**DATA UNDER STUDY**

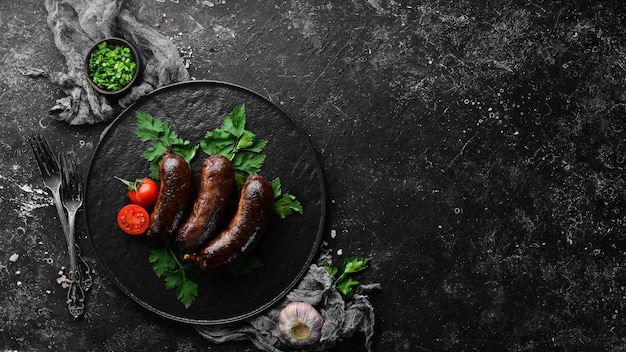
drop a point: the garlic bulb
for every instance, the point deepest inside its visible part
(300, 324)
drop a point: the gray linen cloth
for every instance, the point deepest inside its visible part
(76, 26)
(342, 318)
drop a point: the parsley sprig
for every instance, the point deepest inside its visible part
(239, 145)
(163, 137)
(245, 151)
(167, 264)
(344, 283)
(284, 204)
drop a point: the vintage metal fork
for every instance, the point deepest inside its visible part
(72, 197)
(50, 171)
(53, 177)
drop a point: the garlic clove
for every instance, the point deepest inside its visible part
(300, 324)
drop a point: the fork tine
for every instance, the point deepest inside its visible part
(72, 187)
(66, 183)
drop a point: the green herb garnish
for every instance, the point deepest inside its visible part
(284, 204)
(344, 283)
(166, 263)
(163, 138)
(239, 145)
(112, 66)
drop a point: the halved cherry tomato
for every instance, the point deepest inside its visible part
(133, 219)
(143, 192)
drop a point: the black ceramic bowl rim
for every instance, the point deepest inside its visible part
(112, 40)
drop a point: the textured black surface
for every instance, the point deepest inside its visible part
(474, 150)
(286, 249)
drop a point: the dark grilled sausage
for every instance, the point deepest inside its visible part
(217, 180)
(176, 195)
(254, 212)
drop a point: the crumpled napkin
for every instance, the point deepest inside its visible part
(342, 318)
(76, 26)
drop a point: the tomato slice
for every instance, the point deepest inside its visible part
(133, 219)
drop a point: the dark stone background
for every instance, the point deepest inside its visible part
(474, 150)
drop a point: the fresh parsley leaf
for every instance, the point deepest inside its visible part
(167, 264)
(239, 145)
(187, 292)
(354, 264)
(284, 204)
(248, 162)
(347, 286)
(162, 138)
(344, 283)
(331, 270)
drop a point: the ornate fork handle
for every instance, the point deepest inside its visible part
(75, 294)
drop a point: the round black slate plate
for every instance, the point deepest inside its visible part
(287, 248)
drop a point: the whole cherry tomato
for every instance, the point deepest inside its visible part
(133, 219)
(143, 192)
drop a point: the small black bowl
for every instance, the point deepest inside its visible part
(133, 80)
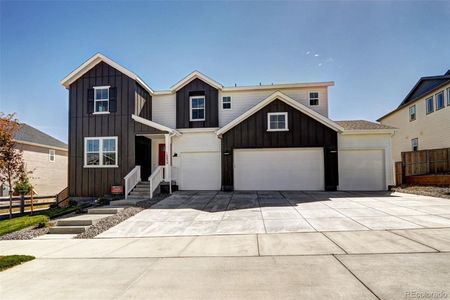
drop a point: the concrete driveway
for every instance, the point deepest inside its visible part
(218, 213)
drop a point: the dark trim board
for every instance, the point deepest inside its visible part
(303, 132)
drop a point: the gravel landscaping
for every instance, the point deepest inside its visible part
(25, 234)
(434, 191)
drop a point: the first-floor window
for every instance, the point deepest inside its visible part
(430, 105)
(100, 152)
(415, 144)
(277, 121)
(51, 155)
(440, 101)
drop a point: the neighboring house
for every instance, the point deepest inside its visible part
(265, 137)
(45, 157)
(422, 120)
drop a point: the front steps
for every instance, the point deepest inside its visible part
(79, 224)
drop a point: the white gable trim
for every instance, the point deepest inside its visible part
(195, 75)
(92, 62)
(283, 97)
(154, 124)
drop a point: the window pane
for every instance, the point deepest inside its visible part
(109, 145)
(93, 145)
(101, 106)
(92, 159)
(109, 159)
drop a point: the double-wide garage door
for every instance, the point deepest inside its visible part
(279, 169)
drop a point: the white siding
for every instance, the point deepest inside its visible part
(432, 130)
(366, 142)
(241, 101)
(164, 110)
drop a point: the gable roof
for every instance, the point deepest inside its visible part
(288, 100)
(362, 125)
(424, 86)
(92, 62)
(31, 135)
(195, 75)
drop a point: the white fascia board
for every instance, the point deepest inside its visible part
(192, 76)
(283, 97)
(277, 86)
(369, 131)
(154, 124)
(92, 62)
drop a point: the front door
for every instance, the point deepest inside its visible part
(143, 156)
(162, 154)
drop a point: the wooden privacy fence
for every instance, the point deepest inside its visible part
(423, 162)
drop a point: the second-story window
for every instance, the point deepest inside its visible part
(430, 105)
(440, 101)
(101, 99)
(197, 108)
(226, 103)
(313, 98)
(412, 113)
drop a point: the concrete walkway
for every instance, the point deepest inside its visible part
(328, 265)
(217, 213)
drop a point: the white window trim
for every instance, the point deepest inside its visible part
(278, 114)
(231, 103)
(95, 100)
(51, 153)
(436, 100)
(100, 152)
(415, 113)
(309, 98)
(190, 108)
(426, 105)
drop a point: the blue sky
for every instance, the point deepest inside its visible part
(374, 51)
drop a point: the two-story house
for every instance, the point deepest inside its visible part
(422, 120)
(201, 135)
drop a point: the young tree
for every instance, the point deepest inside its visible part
(11, 159)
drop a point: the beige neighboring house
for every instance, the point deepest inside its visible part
(422, 118)
(46, 157)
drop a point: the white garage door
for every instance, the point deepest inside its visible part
(200, 171)
(279, 169)
(361, 170)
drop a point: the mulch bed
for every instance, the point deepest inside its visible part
(433, 191)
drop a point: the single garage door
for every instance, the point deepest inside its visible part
(362, 170)
(279, 169)
(200, 171)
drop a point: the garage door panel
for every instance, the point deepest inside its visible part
(200, 171)
(362, 170)
(279, 169)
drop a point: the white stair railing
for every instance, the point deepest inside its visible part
(132, 179)
(155, 179)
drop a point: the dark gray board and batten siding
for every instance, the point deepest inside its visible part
(303, 132)
(131, 98)
(195, 88)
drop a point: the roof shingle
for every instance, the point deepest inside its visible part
(30, 134)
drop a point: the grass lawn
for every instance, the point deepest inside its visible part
(10, 261)
(11, 225)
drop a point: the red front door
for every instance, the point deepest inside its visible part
(162, 154)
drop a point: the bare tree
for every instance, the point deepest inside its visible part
(11, 159)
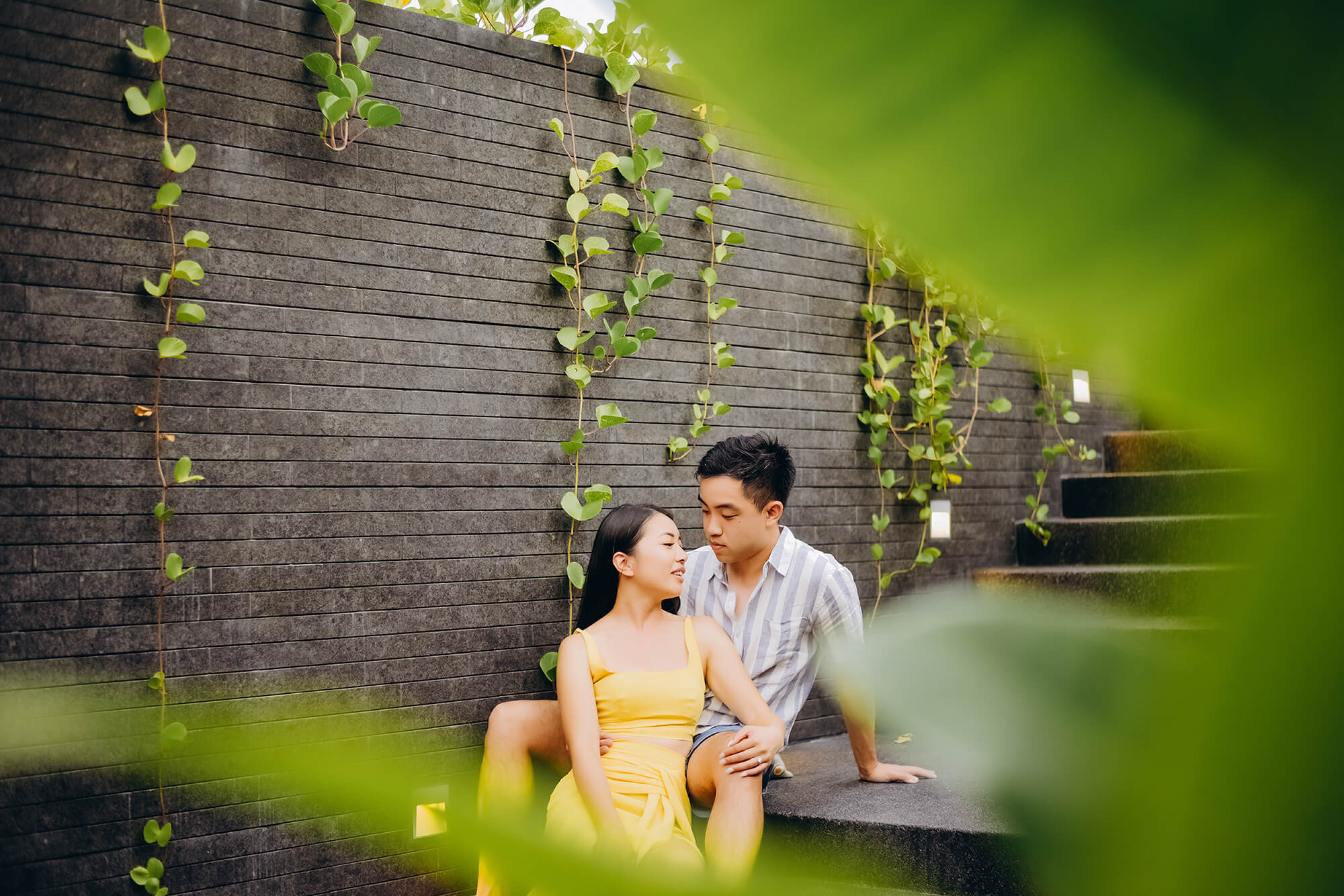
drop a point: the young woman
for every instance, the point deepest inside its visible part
(638, 672)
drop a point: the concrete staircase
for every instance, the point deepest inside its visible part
(1158, 533)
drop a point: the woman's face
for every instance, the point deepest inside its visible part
(657, 564)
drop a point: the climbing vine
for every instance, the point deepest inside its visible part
(153, 103)
(944, 319)
(720, 353)
(346, 99)
(1050, 410)
(623, 45)
(622, 338)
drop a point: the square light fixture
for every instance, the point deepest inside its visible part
(1083, 392)
(431, 812)
(940, 519)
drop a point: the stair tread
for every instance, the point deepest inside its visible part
(1128, 475)
(1112, 568)
(827, 787)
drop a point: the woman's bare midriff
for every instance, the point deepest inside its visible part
(675, 746)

**ACTION ITEM**
Could you print all of the entries above exactly as written, minus the pictures?

**WRITTEN REPLY**
drop a point: the garlic bulb
for every instance, the point deepest inside its visible part
(300, 324)
drop a point: the gray linen cloth
for every instance, the point deepest inside its visible part
(76, 26)
(342, 318)
drop a point: the parsley sprig
for every instance, the point deepest inside its visible part
(239, 145)
(163, 137)
(245, 151)
(167, 264)
(344, 283)
(284, 204)
drop a point: the vintage metal fork
for every instance, the point deepest inside its visible part
(72, 197)
(50, 171)
(53, 177)
drop a point: the garlic clove
for every instance, the point deepest inside its visible part
(300, 324)
drop a point: the fork tine
for every instance, the point deepest inside its visible part
(72, 187)
(66, 183)
drop a point: the green herb garnish
for every instance, the point deepest inside its visible part
(284, 204)
(344, 283)
(166, 263)
(163, 138)
(239, 145)
(112, 66)
drop a point: the halved cherry tomato
for every instance, the point deepest inside its visible part
(133, 219)
(143, 192)
drop a point: the black ceramic bowl rim
for every instance, the point deepest inside its visible part
(112, 40)
drop a point: the textured black surface
for every instance, the point deepest inside its visible part
(474, 150)
(286, 249)
drop a point: the dark grilled sausage
for every instance, the point deepest inside its visible part
(217, 180)
(176, 195)
(254, 212)
drop a point: the crumpled napkin
for every instance, the point deepest inside its visible part
(342, 318)
(76, 26)
drop a point: the tomato slice
for every instance, the point deepest inside its visible part
(133, 219)
drop a point: the dark stone background
for every instance, the point deepest inside its visible part
(474, 150)
drop a point: the fresh parsley leaf
for every instance, the point deepest inside its visible part
(167, 264)
(239, 145)
(187, 292)
(354, 264)
(284, 204)
(248, 162)
(347, 286)
(162, 138)
(344, 283)
(331, 270)
drop a point: the ornate fork handle
for every instance, the point deepest inside its visible part
(75, 294)
drop a point: the round black slate plate
for every instance, the point deepest inside its visible part
(287, 248)
drop a point: the whole cherry tomato
for every instance, the point deepest inside its visible part
(133, 219)
(143, 192)
drop a point: the small black bowl
for every instance, the point deepest inside its visible part
(133, 80)
drop a point: the concrete driveway
for every instance, the point deepest inside its visible part
(218, 213)
drop a point: the dark trim board
for every instance, the point deepest inside its visible part
(303, 132)
drop a point: the gravel landscaping
for every instance, the point deepest inside its visible part
(25, 234)
(434, 191)
drop a point: the first-floor window
for every instance, the point deepest inside its visible part
(430, 105)
(100, 152)
(415, 144)
(277, 121)
(51, 155)
(440, 101)
drop a point: the neighboring house
for every instance, the point deepest inside its visible part
(265, 137)
(45, 157)
(422, 120)
drop a point: the front steps
for every instance, the point deepest inside its visible part
(79, 224)
drop a point: the white gable trim
for every instance, the point deepest inside its visible part
(195, 75)
(92, 62)
(283, 97)
(154, 124)
drop a point: the window pane
for every instance, the point deepest inside its visible part
(109, 145)
(93, 145)
(101, 106)
(92, 159)
(109, 159)
drop a point: the double-wide garage door
for every instance, the point deepest inside its visible part
(279, 169)
drop a point: the white siding
for every instance, the point deepest inside its visible part
(432, 130)
(366, 142)
(241, 101)
(164, 110)
drop a point: the gable roof
for every instance, the point deepest inside its visible part
(288, 100)
(362, 125)
(424, 86)
(92, 62)
(31, 135)
(195, 75)
drop a point: the white fascia board
for every instance, the point deepest inside its visible part
(192, 76)
(283, 97)
(277, 86)
(369, 131)
(154, 124)
(92, 62)
drop a point: the front door
for every instance, the point deepest inside its visible part
(143, 156)
(162, 154)
drop a point: the wooden privacy fence
for every instance, the point deepest inside its visible part
(423, 162)
drop a point: the second-story window
for every instance, the point deepest inside its visible part
(430, 105)
(440, 101)
(101, 99)
(197, 108)
(226, 103)
(313, 98)
(412, 113)
drop a point: the concrete walkway
for every instance, the point deepest inside its visible part
(328, 265)
(217, 213)
drop a point: the white window trim
for every instance, the point deepest inside its visible part
(278, 114)
(231, 103)
(95, 100)
(51, 153)
(436, 100)
(100, 152)
(415, 113)
(309, 98)
(190, 108)
(426, 105)
drop a point: the blue sky
for every instance, the point deepest inside its visible part
(374, 51)
drop a point: the two-story house
for every instance, the point deepest inside its visible part
(422, 120)
(201, 135)
drop a point: the young tree
for every instance, the point deepest inside its visible part
(11, 159)
drop a point: the beige neighboring house
for every instance, the point deepest inside its visible part
(422, 118)
(46, 157)
drop a point: the white garage door
for every instance, the point deepest inside its visible part
(200, 171)
(279, 169)
(361, 170)
drop a point: the mulch bed
for every instance, the point deepest inside its visible part
(433, 191)
drop a point: the single garage door
for every instance, the point deepest inside its visible part
(362, 170)
(279, 169)
(200, 171)
drop a point: the garage door panel
for every instance, the point deepest inside its visible part
(200, 171)
(362, 170)
(279, 169)
drop a point: the white stair railing
for every instance, the point deepest inside its visible part
(132, 179)
(155, 179)
drop a point: the dark gray board and batten siding
for every instance, the point deepest inside its visible part
(303, 132)
(131, 98)
(195, 88)
drop a point: the roof shingle
for every instance, the point deepest inside its visible part
(30, 134)
drop a point: the grass lawn
for every instance, the point deepest inside its visible part
(10, 261)
(11, 225)
drop a point: the red front door
for every instance, the point deepest inside its visible part
(162, 154)
drop a point: the bare tree
for every instance, the point deepest inside its visible part
(11, 159)
drop a point: the young woman
for every instance, the point deepest inside its visible part
(638, 672)
drop a point: the concrete staircase
for every instance, the point deepest inside its visible part
(1158, 533)
drop a point: the woman's face
for every instance, the point deepest inside its visible part
(657, 564)
drop a point: the climbing vine
for every instance, the point deepest inside its visible part
(153, 103)
(944, 319)
(720, 353)
(346, 99)
(1050, 410)
(623, 45)
(622, 338)
drop a point: the square light fixture
for every instance, the point deepest inside its visible part
(1083, 392)
(431, 812)
(940, 519)
drop a point: the stair tread
for every instance, the point deepest inside its visible part
(1128, 475)
(1112, 568)
(827, 787)
drop a point: the woman's bare midriff
for every instance, the point deepest inside its visible part
(675, 746)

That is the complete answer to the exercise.